◆ **Study material**:
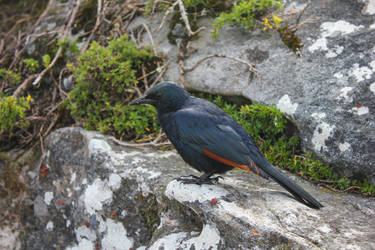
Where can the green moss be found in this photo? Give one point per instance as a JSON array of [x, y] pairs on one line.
[[13, 112], [269, 128], [290, 39], [105, 77], [149, 212], [10, 77], [247, 13]]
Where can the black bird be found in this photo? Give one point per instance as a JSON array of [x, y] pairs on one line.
[[210, 140]]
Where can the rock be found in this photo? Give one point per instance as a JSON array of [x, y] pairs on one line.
[[328, 92], [102, 195]]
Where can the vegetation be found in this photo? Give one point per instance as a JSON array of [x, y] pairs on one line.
[[249, 13], [269, 127], [109, 71], [105, 77]]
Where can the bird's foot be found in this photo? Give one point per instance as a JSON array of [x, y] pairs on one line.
[[192, 179]]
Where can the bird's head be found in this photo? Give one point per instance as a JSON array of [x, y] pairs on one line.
[[164, 96]]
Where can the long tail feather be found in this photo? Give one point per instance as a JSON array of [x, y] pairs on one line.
[[299, 193]]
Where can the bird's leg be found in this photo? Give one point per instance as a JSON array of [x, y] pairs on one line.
[[203, 179]]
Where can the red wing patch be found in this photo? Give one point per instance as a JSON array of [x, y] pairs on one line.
[[231, 163]]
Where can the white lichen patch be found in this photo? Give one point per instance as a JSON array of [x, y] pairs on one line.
[[360, 73], [97, 194], [84, 232], [369, 9], [9, 238], [73, 177], [98, 145], [344, 146], [338, 75], [372, 65], [150, 174], [324, 228], [341, 27], [115, 237], [191, 193], [333, 29], [318, 115], [48, 197], [49, 226], [170, 241], [286, 106], [83, 244], [360, 111], [337, 50], [344, 94], [209, 238], [263, 223], [372, 88], [321, 133], [114, 181]]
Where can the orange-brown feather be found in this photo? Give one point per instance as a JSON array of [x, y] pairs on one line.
[[229, 162]]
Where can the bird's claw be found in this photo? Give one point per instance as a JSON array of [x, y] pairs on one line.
[[192, 179]]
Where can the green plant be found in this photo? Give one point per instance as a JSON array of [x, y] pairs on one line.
[[46, 60], [31, 64], [13, 111], [248, 13], [105, 77], [10, 77], [268, 126]]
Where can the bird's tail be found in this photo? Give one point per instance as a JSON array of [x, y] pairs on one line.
[[299, 193]]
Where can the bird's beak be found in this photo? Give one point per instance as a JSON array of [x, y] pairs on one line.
[[142, 100]]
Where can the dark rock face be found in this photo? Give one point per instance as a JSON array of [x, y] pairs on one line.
[[99, 195], [328, 92]]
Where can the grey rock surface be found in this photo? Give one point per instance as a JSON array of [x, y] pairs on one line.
[[100, 195], [328, 92]]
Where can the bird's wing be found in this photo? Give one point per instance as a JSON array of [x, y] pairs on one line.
[[216, 137]]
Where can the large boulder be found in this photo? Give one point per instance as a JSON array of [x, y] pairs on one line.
[[328, 92], [92, 193]]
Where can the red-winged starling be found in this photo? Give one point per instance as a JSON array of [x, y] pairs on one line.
[[211, 141]]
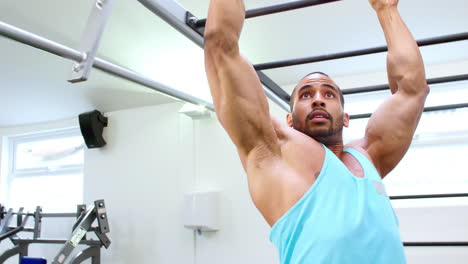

◆ **Exercise**: No pictures belong in the copy. Retype exactly, and only, the lines from the line containing "Where can the green plant" through the last line of the data, both included.

◆ **Solution to the exercise**:
Where can the green plant be found in this photo? Give one point per instance as a JSON array of [x, y] pairs on one line.
[[46, 60], [31, 64], [13, 111], [248, 13], [105, 77], [10, 77], [268, 126]]
Where can the bird's tail be found in this photo? Give one point per instance as a JSON array of [x, y] pairs on one line.
[[299, 193]]
Where can the bird's beak be found in this photo? Give one point per instance as a JSON array of [x, y] pairs on one line.
[[142, 100]]
Where can the dark rock face be found in this photo? Give one point per instance as a JSON array of [x, y] pairs on one line.
[[99, 195], [328, 92]]
Where can the grey rock surface be found in this photo? Give one point per instance as a JSON array of [x, y] pairs on one line.
[[100, 195], [328, 92]]
Where can the bird's wing be found in this photo? Give one point per instance as a JSON array of [x, y] pairs on one line.
[[216, 137]]
Where can the large boulder be found in this photo? Give one point per instance as a JSON array of [x, y] pairs on one line.
[[328, 92], [92, 193]]
Where can the red-winged starling be found in this photo? Give one point per instance as a JSON array of [x, y] pairs on one line.
[[211, 141]]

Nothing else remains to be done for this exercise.